Coordinate annotation records:
--- START ---
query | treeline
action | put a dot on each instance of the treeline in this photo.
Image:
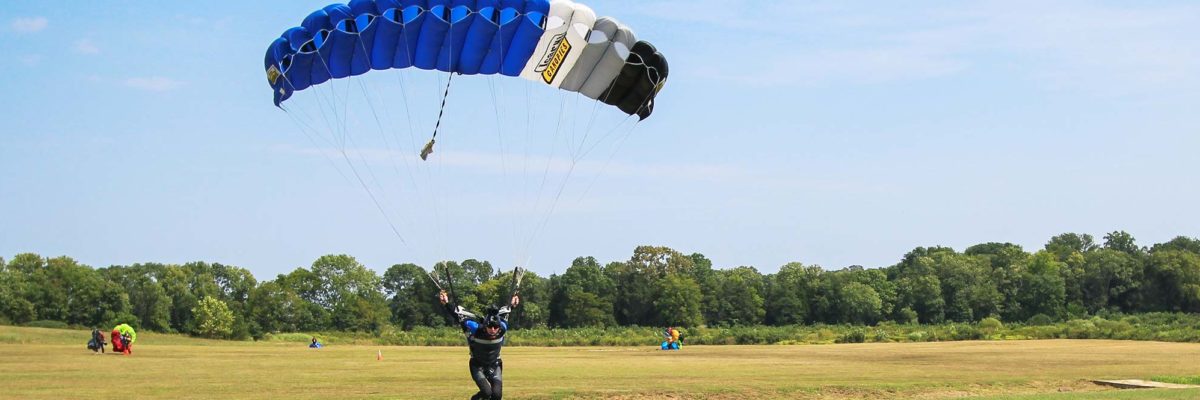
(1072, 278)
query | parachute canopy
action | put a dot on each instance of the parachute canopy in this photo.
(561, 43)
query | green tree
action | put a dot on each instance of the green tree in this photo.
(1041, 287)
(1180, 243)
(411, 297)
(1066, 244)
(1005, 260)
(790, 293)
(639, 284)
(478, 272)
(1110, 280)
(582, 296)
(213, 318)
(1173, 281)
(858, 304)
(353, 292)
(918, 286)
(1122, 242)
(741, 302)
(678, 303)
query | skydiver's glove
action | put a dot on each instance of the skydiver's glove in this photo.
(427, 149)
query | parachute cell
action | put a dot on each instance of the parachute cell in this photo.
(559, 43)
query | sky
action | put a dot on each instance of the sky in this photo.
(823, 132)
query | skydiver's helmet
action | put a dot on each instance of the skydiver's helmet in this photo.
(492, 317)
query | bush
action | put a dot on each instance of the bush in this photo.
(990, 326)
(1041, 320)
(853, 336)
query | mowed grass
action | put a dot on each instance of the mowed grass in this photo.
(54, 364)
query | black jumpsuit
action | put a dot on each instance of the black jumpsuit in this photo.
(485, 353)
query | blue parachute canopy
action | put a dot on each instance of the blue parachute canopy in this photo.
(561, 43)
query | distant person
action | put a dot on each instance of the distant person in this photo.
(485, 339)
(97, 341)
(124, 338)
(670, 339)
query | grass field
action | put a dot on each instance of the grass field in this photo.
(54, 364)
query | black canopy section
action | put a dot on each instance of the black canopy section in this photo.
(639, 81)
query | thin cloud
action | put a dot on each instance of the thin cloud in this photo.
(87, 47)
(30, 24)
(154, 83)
--- END ---
--- START ---
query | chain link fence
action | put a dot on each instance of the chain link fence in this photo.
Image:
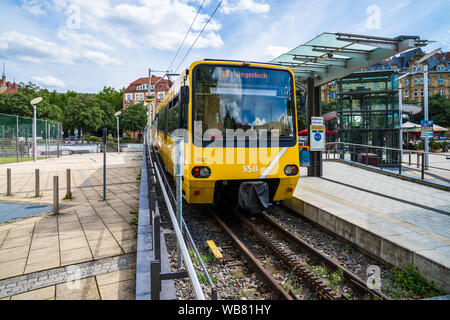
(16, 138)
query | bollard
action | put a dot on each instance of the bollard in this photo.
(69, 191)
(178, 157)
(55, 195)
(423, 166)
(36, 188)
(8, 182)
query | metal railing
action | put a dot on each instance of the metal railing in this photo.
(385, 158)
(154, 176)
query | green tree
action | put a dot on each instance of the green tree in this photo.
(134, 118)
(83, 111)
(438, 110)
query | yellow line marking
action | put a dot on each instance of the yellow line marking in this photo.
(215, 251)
--- END ---
:: To be done ::
Return every line of the records that contains the string "grass". Matching is case-sensitive.

:: Completed exercise ::
query | mowed grass
action | put a dot on each instance of the mowed grass in this photo.
query | grass field
action | put a dot on each instance of the grass field in this photo.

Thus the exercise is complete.